**EXERCISE AIM:** The listing below is to be output in its exact form.

— START SUPPLIED RECORDS —

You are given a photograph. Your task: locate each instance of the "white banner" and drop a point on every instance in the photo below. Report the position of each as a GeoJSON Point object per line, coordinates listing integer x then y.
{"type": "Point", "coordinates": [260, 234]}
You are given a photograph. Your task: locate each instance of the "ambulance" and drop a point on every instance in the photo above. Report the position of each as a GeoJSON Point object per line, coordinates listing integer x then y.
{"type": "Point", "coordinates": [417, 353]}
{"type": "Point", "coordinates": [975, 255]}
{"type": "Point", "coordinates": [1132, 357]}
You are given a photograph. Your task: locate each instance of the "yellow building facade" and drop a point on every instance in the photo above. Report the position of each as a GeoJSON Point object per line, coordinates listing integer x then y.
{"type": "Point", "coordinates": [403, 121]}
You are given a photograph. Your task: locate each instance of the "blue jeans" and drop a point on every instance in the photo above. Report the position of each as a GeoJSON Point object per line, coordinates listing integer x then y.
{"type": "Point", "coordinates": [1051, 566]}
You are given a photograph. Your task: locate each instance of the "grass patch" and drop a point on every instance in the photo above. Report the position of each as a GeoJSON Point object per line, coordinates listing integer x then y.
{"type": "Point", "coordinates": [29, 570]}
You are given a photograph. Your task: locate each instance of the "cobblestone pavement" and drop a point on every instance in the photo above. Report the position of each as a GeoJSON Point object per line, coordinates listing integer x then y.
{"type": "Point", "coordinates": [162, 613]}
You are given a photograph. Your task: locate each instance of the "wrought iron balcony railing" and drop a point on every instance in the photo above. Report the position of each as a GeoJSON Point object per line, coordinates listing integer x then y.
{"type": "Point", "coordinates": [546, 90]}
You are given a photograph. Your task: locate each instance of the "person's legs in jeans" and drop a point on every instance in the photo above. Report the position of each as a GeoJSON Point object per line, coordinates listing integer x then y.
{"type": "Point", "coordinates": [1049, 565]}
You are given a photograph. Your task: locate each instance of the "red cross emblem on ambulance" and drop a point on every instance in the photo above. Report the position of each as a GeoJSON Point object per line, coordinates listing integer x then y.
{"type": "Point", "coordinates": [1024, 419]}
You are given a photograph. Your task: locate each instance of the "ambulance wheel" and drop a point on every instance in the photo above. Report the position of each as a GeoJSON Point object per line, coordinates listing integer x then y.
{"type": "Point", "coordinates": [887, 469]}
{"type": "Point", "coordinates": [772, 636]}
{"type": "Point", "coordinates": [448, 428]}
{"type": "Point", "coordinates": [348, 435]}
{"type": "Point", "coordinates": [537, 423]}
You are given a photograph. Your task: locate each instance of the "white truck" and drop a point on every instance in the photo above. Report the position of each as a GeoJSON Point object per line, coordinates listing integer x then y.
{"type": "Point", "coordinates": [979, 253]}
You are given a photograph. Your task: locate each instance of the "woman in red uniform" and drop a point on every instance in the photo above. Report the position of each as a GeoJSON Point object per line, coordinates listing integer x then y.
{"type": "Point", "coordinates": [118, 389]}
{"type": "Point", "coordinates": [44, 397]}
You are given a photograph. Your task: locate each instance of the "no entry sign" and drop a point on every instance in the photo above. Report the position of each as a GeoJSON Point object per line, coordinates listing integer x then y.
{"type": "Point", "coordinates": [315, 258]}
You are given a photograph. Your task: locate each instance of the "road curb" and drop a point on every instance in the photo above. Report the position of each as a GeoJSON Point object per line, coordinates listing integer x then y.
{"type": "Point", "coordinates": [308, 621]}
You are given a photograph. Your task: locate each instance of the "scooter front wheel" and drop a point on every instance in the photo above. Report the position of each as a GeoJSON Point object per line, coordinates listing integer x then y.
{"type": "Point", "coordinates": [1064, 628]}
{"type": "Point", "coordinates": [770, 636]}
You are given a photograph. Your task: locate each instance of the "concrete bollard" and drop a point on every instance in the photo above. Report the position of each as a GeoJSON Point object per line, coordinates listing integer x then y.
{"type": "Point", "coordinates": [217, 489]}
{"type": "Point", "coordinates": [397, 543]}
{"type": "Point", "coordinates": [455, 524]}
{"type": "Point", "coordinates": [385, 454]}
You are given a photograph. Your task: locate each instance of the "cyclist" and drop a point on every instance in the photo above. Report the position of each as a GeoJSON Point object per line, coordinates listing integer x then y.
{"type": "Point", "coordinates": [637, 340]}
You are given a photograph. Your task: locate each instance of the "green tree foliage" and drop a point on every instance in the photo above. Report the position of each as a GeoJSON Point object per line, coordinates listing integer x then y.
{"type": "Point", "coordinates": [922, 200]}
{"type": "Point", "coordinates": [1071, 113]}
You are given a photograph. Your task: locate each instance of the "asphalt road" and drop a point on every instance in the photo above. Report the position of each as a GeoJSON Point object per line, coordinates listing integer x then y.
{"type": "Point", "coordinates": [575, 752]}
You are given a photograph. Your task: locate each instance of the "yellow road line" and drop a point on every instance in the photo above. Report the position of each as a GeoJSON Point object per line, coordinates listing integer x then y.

— END SUPPLIED RECORDS —

**ANSWER TO THE TASK:**
You are given a photograph. Your task: locate each instance of the "white banner" and drop a point on every instance in the photo below. Report the position of each as a GeoJSON Point object per line, coordinates listing integer x then y.
{"type": "Point", "coordinates": [260, 234]}
You are given a photograph. Your task: locate each instance of the "ambulance" and drop a point on every instance in the photo above. Report the position of each as a GeoJSON Point object per line, coordinates listing integer x then y.
{"type": "Point", "coordinates": [417, 353]}
{"type": "Point", "coordinates": [975, 255]}
{"type": "Point", "coordinates": [1132, 357]}
You are given a photograph. Your task: locate each instance of the "yellow building facade" and drop a point on every instance in the photo above. Report the position of each as a GeoJSON Point object per line, coordinates listing integer x then y.
{"type": "Point", "coordinates": [403, 121]}
You are given a photograph. Your task: locate each instance of the "blue jeans" and drop a point on every instance in the photo above. Report the position of each as a GeoJSON Point object per line, coordinates listing integer x then y.
{"type": "Point", "coordinates": [1051, 566]}
You are given a photograph. Your task: locate each instance of the "grass patch" and drop a point on every instance in the photo above. Report the position of each as a GeoJSON Point object per line, coordinates listing integer x then y.
{"type": "Point", "coordinates": [29, 570]}
You are given a photograph. Your task: locate each instance of the "cobblestone pavement" and drop a point on every instance in the photo above. Report the position of each as a GeoJSON Point object per line, coordinates listing integer x then y.
{"type": "Point", "coordinates": [162, 613]}
You are given a photograph. Your task: locate each instance of the "wrought iron balcony railing" and drop a point on every instance in the photo above. Report the position of each as a GeoJSON Point object per line, coordinates listing integer x then y.
{"type": "Point", "coordinates": [546, 90]}
You are given a photograph. Your task: locate each instance of the "person's legs in jeans" and drop a point on every instance in the photo above. Report the position of each as a GeoJSON Point object per line, coordinates listing integer x then y.
{"type": "Point", "coordinates": [1049, 565]}
You are given a photograph. Your task: locate each instance of the "red cross emblem on ambulance" and drop a point on every instance in the photo above. Report the position of each as a GeoJSON Point object per line, coordinates listing integer x then y.
{"type": "Point", "coordinates": [1024, 419]}
You are given a photograph. Your task: locate each instance of the "ambulance wheel" and drop a point on every instance in the photo above. Report the position of each as a GeoJSON Point object per line, coordinates listing integer x then y.
{"type": "Point", "coordinates": [887, 469]}
{"type": "Point", "coordinates": [772, 636]}
{"type": "Point", "coordinates": [448, 428]}
{"type": "Point", "coordinates": [348, 435]}
{"type": "Point", "coordinates": [537, 423]}
You are given a photograph. Your task: locate each instance of the "white truck" and drop a point on every instance in the photo above. Report the position of each as a GeoJSON Point object per line, coordinates listing integer x then y.
{"type": "Point", "coordinates": [979, 253]}
You are given a photograph. Your task: locate each instance of the "woman in red uniform" and drop a point on every instance in the photo above. Report the position of each as a GeoJSON Point object per line, coordinates listing integer x then y.
{"type": "Point", "coordinates": [118, 389]}
{"type": "Point", "coordinates": [44, 397]}
You are given a photograph. Your task: locate each instance of the "no entry sign" and drop a point on every instance in the photo above. Report the position of each as a GeoJSON Point object per line, coordinates listing integer x then y.
{"type": "Point", "coordinates": [315, 258]}
You are given a photograph. Your task: locate each instance of the "road curb" and drop a point on every instance in the photo above. Report the position of each as a GeoJSON Point object per line, coordinates listing integer x then y.
{"type": "Point", "coordinates": [308, 621]}
You are given a photograph. Your task: locate each instance of the "scooter front wheel" and drop a point on every instance in the photo above. Report the position of each as a GeoJSON Point object per line, coordinates listing integer x then y.
{"type": "Point", "coordinates": [1064, 628]}
{"type": "Point", "coordinates": [770, 636]}
You are given a photograph. Your task: locate each instance of the "concrete bollard" and drop a point on every instance in the photo above. Report the position of each as a GeoJSON Point object per line, coordinates listing integer x then y.
{"type": "Point", "coordinates": [217, 489]}
{"type": "Point", "coordinates": [397, 543]}
{"type": "Point", "coordinates": [455, 524]}
{"type": "Point", "coordinates": [385, 454]}
You are given a photograph. Your task: locate each instance of the "cyclist" and drop a point on every instance in the photo above. Report the position of each as a GeoJSON Point object per line, coordinates listing integer x then y.
{"type": "Point", "coordinates": [637, 340]}
You are given a photograph. Your task: locate each instance of the "green tree foliage" and drop a point on every instance in the photo above. Report the position of each as a GeoJSON Point object per line, coordinates listing integer x then y.
{"type": "Point", "coordinates": [922, 200]}
{"type": "Point", "coordinates": [1071, 113]}
You are given a photograph. Your task: locate each instance of the "asphalt road" and drop a point on every instance in the photo above. Report the position of each as a GeoJSON Point object per line, coordinates listing integer x then y.
{"type": "Point", "coordinates": [575, 752]}
You are given a photograph. Your task: locate each instance of the "yellow road line" and drop a point on every instance in the photo above. Report the position of each as a GeoJSON Point object per line, coordinates listing integer x then y.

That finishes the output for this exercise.